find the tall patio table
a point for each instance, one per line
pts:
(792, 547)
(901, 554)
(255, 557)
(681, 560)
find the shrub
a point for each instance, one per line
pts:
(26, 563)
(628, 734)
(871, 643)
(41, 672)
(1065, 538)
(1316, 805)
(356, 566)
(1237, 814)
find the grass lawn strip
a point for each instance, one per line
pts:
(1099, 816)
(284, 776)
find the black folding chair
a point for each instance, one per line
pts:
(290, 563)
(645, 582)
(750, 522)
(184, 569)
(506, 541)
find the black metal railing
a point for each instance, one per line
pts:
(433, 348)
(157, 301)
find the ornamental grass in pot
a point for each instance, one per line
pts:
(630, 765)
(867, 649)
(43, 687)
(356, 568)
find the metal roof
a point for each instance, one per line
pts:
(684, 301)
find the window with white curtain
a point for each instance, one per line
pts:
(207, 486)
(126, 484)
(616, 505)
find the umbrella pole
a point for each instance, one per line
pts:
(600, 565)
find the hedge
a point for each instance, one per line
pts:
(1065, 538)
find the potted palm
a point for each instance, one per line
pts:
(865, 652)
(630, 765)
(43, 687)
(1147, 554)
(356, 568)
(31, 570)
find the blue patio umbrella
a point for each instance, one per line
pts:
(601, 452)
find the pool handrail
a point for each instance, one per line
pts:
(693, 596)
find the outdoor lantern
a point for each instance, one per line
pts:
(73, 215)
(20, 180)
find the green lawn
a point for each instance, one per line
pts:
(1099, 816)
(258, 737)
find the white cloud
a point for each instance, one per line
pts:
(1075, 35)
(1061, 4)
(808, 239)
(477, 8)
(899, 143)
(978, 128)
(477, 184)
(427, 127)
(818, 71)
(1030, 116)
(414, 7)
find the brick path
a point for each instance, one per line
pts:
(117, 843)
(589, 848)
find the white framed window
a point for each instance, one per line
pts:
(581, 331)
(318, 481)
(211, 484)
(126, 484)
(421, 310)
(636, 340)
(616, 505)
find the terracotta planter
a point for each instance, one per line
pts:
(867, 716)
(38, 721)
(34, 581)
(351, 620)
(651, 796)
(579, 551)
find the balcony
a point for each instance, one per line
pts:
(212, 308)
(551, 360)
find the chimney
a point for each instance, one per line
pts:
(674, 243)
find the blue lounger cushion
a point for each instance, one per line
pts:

━━━━━━━━

Task to complete - Rewrite every line of the records above as a JSON list of strings, one string per line, with blank lines omitted.

Result of the task -
[
  "find the tall patio table",
  "a point for each instance, one per line",
  "pts:",
  "(792, 547)",
  "(901, 554)",
  "(255, 557)",
  "(681, 560)",
  "find the shrub",
  "a point for each instance, one per line",
  "pts:",
  "(26, 563)",
  "(628, 734)",
  "(871, 643)",
  "(41, 672)",
  "(1065, 538)",
  "(1316, 805)",
  "(356, 566)",
  "(1237, 814)",
  "find the grass lawn strip",
  "a point for each instance, one per line",
  "pts:",
  "(1099, 816)",
  "(284, 776)",
  "find the black folding chair",
  "a point for each instance, one per line",
  "pts:",
  "(290, 563)",
  "(645, 582)",
  "(750, 522)",
  "(184, 569)",
  "(506, 541)",
  "find the black metal railing",
  "a point for each instance, one per line",
  "pts:",
  "(433, 348)",
  "(157, 301)",
  "find the ornamental grass in pot",
  "a point for each instance, one per line",
  "pts:",
  "(630, 765)",
  "(867, 649)",
  "(43, 687)",
  "(356, 568)",
  "find the metal roof",
  "a point for each instance, one per line",
  "pts:",
  "(684, 301)",
  "find the window with white curtain",
  "a point for each instance, one per line",
  "pts:",
  "(207, 486)",
  "(126, 484)",
  "(616, 505)",
  "find the umbrella pole",
  "a point for each instance, one per line",
  "pts:",
  "(600, 565)",
  "find the hedge",
  "a point for each instance, one per line",
  "pts:",
  "(1065, 538)",
  "find the potted palm",
  "a point for each instance, one per line",
  "pts:",
  "(865, 652)",
  "(630, 765)",
  "(43, 687)",
  "(1147, 554)",
  "(356, 568)",
  "(31, 570)",
  "find the blue patio umbrella",
  "a point for each instance, one per line",
  "pts:",
  "(601, 452)",
  "find the pool handrail",
  "a point for each instance, one per line",
  "pts:",
  "(693, 596)",
  "find the outdoor lantern",
  "a point for each instance, one per line",
  "pts:",
  "(73, 215)",
  "(20, 180)",
  "find the green lawn",
  "a point for each instance, one per line",
  "pts:",
  "(1099, 816)",
  "(258, 737)",
  "find the white cloud",
  "a point for each instance, one per line",
  "pts:",
  "(1075, 35)",
  "(1061, 4)",
  "(808, 239)",
  "(477, 8)",
  "(899, 143)",
  "(978, 128)",
  "(477, 184)",
  "(427, 127)",
  "(818, 71)",
  "(1030, 116)",
  "(414, 7)",
  "find the brick path",
  "a point for each instance, one per line",
  "pts:",
  "(117, 843)",
  "(589, 848)",
  "find the white framed window",
  "a point for each instance, one per line",
  "pts:",
  "(581, 331)",
  "(318, 481)",
  "(211, 484)",
  "(126, 484)",
  "(421, 310)",
  "(636, 340)",
  "(616, 505)",
  "find the terracotta planter",
  "a point for each instance, one per line",
  "pts:",
  "(867, 716)",
  "(38, 721)",
  "(34, 581)",
  "(351, 620)",
  "(651, 796)",
  "(579, 551)",
  "find the balcony",
  "a point for each instance, one per line",
  "pts:",
  "(212, 308)",
  "(551, 360)",
  "find the chimney",
  "a point for each instance, one per line",
  "pts:",
  "(674, 243)",
  "find the blue lounger cushion",
  "a point for each instance, one per line",
  "pts:"
]